** begin DATA SUPPLIED **

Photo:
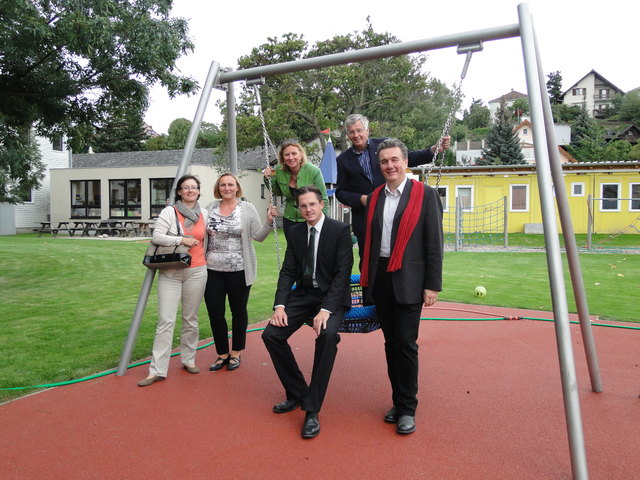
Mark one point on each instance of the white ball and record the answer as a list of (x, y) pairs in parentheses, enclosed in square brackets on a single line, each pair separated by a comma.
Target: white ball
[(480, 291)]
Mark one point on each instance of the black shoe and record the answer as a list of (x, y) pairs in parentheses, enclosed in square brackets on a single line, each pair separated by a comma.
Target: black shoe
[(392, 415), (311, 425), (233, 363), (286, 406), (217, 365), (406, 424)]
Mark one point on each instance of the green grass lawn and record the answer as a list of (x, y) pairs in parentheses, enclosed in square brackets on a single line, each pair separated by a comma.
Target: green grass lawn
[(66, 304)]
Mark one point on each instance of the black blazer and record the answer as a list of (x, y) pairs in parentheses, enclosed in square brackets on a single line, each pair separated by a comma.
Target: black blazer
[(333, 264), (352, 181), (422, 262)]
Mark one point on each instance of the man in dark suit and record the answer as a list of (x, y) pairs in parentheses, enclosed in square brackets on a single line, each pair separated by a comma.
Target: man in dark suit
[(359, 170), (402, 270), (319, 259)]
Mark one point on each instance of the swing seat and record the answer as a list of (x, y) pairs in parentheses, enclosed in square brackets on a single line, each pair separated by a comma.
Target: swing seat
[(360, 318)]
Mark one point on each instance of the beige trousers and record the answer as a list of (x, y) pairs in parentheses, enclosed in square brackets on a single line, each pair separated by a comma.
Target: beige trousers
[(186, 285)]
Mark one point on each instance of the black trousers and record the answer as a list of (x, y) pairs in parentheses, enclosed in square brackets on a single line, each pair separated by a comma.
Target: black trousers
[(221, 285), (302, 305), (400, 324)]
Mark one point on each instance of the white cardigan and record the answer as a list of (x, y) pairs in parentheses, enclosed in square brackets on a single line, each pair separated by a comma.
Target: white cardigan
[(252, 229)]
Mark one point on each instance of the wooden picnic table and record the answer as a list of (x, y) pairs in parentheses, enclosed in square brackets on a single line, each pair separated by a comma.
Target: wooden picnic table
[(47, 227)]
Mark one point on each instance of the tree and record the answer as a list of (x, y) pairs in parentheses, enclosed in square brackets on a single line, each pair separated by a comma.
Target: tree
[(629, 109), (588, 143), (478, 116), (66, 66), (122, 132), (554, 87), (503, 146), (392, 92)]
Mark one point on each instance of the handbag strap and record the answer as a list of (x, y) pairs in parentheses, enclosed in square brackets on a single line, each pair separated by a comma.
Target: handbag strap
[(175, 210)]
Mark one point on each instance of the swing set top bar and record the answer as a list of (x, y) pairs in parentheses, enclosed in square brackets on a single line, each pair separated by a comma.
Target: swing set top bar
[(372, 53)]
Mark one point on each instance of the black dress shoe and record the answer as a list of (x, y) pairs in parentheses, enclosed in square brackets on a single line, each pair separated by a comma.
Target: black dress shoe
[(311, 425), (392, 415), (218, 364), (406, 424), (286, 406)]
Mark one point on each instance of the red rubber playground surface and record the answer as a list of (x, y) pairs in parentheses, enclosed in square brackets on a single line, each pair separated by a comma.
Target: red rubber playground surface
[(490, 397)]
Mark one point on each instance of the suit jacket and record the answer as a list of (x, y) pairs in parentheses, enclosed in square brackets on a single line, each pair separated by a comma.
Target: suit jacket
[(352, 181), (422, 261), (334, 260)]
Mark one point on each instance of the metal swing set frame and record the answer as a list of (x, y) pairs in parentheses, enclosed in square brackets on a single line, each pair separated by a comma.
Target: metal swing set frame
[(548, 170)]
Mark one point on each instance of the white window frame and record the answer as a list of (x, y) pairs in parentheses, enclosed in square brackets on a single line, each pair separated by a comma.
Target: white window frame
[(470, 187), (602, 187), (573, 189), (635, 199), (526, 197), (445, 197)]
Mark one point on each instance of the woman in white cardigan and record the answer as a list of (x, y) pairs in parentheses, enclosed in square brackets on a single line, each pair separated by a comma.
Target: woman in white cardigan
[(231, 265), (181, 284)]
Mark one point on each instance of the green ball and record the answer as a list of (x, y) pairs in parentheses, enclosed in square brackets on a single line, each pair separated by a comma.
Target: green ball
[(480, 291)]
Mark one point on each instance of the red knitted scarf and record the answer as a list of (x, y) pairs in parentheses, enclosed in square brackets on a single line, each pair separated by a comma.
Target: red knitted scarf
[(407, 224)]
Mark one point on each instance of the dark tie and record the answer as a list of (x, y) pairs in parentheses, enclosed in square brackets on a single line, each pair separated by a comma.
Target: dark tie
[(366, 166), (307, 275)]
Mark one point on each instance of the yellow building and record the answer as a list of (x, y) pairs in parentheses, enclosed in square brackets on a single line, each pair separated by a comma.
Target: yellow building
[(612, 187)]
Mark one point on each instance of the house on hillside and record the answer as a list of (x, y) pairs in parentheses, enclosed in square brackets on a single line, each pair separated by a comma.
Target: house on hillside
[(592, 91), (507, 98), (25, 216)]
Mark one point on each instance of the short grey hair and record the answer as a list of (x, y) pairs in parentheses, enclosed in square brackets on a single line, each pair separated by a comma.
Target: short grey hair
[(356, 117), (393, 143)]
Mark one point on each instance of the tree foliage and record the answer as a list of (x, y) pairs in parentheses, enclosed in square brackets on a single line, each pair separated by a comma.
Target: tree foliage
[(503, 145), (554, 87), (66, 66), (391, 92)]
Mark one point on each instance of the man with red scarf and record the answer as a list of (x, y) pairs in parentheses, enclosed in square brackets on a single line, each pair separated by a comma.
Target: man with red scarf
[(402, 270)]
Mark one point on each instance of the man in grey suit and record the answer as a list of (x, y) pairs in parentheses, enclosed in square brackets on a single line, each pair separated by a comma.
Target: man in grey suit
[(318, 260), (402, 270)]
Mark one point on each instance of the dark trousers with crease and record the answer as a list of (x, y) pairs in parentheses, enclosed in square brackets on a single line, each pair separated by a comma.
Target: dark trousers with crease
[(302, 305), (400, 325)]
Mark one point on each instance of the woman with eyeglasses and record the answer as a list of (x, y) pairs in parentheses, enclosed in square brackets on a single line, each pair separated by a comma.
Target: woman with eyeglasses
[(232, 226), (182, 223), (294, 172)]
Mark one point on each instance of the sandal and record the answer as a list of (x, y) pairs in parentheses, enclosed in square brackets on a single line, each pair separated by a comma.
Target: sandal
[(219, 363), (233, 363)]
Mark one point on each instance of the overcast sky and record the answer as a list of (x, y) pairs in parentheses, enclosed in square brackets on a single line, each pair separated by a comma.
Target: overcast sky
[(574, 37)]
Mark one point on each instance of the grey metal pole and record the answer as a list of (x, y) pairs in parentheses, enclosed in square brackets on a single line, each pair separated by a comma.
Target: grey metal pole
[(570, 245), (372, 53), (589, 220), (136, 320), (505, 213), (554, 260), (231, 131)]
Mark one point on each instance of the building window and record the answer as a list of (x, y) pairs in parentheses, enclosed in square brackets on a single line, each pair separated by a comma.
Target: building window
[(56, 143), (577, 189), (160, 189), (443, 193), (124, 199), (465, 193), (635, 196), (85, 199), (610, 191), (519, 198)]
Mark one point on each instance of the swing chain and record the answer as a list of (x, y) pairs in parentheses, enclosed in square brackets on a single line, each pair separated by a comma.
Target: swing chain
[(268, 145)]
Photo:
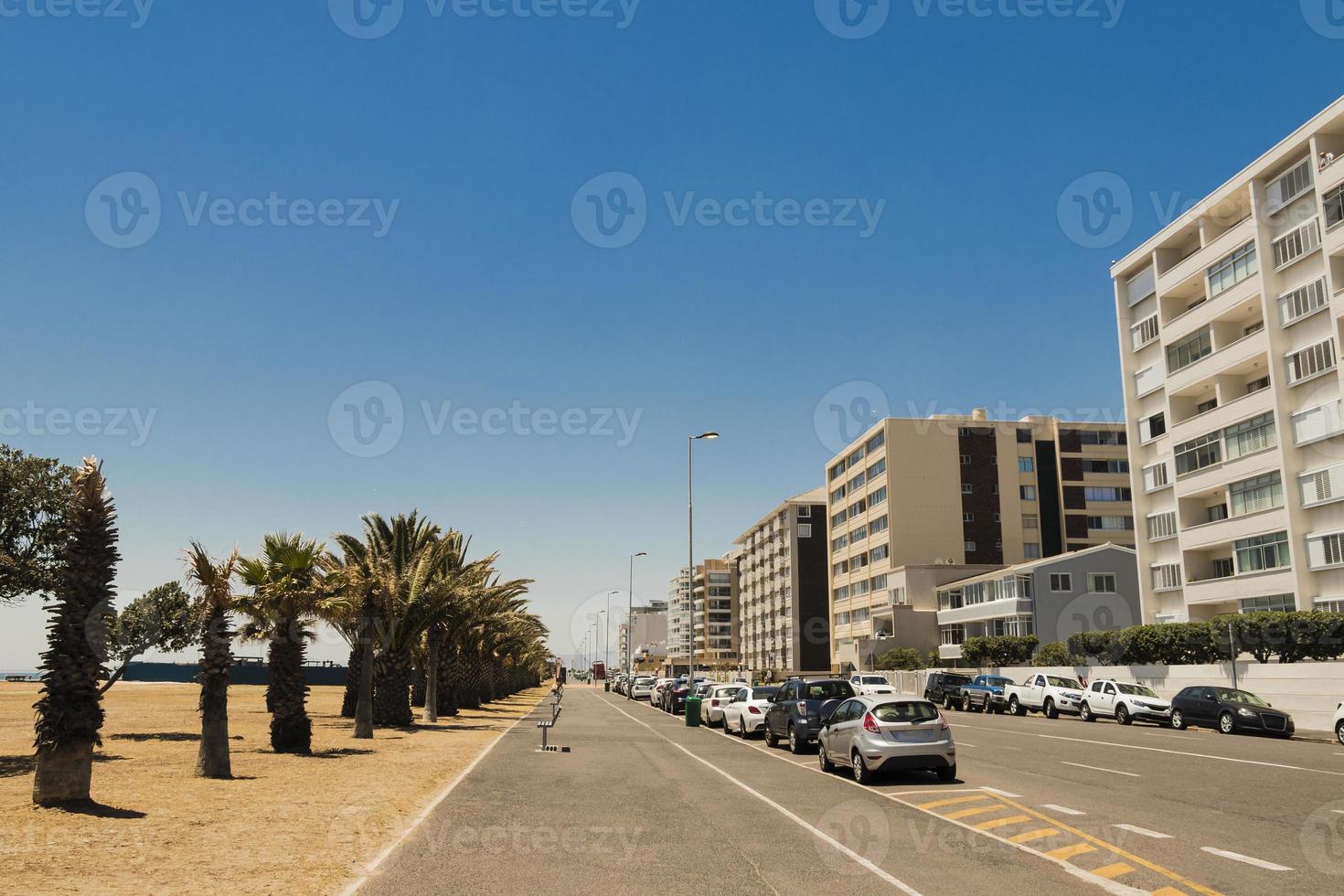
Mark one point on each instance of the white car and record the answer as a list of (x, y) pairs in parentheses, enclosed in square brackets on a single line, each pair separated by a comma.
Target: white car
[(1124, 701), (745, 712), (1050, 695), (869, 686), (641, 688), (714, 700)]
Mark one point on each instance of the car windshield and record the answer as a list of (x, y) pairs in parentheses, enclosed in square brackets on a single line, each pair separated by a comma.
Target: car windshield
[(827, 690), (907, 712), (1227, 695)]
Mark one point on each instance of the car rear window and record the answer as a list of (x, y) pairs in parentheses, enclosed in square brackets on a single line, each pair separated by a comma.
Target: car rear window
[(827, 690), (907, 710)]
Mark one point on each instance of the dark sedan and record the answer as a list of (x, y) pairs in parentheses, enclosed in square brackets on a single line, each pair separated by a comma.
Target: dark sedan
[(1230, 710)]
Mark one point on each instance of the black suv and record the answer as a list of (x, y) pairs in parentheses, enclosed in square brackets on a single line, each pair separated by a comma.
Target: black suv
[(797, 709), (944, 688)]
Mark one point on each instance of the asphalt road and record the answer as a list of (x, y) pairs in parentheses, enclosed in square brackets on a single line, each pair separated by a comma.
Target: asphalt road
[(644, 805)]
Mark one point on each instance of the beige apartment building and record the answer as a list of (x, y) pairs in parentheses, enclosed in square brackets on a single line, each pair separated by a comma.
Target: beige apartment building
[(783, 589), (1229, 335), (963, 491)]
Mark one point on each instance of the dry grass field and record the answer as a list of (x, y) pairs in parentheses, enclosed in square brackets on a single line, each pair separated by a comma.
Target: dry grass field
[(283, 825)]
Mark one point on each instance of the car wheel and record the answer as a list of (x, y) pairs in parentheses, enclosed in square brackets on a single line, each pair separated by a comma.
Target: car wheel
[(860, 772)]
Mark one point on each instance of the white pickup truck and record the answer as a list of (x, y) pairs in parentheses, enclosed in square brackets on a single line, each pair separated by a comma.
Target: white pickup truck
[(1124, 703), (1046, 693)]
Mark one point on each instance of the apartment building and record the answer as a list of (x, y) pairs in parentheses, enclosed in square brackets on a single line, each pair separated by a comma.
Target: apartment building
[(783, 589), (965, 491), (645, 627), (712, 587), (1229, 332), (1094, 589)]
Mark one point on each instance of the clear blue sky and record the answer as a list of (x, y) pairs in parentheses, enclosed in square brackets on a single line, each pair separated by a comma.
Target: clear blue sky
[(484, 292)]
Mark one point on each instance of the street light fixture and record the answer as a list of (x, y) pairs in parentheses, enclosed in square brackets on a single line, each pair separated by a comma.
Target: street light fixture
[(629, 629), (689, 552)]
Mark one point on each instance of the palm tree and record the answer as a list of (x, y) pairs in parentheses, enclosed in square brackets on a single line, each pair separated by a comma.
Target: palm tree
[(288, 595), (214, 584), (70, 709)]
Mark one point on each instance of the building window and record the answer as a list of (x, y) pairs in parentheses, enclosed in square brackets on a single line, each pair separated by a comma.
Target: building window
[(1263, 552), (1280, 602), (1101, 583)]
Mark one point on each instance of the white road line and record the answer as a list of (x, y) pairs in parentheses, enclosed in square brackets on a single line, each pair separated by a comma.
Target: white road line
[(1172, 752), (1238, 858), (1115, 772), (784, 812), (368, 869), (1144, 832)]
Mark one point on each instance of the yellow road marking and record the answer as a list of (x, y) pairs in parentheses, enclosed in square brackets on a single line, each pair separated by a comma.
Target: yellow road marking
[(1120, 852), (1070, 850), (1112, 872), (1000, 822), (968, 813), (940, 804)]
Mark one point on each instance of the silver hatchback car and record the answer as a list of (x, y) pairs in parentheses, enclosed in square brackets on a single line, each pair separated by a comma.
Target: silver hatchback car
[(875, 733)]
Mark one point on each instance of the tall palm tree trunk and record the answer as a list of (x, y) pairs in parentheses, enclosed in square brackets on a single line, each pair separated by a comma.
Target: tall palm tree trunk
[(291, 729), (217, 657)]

** end DATA SUPPLIED **

*EXERCISE*
Can you rewrite the listing from the line with "Mark one point on each instance of the black suv" up to and including the line with "[(644, 805)]", putting "paved road" wherever "asphalt road" appears and changing nothing else?

*FINAL ANSWER*
Mark one point on each instance of the black suv and record the answer as a list of (x, y) pairs in parentheses, enclosed in square brackets on a single line, each pair separated by a comma.
Target: black suv
[(797, 709), (944, 688)]
Mark one point on each instance of the paved road and record the answer as a list of (x, y) pairs in parentheses, enclosed in square brackets on a single line, each pair separated by a comma.
Target: paved road
[(644, 805)]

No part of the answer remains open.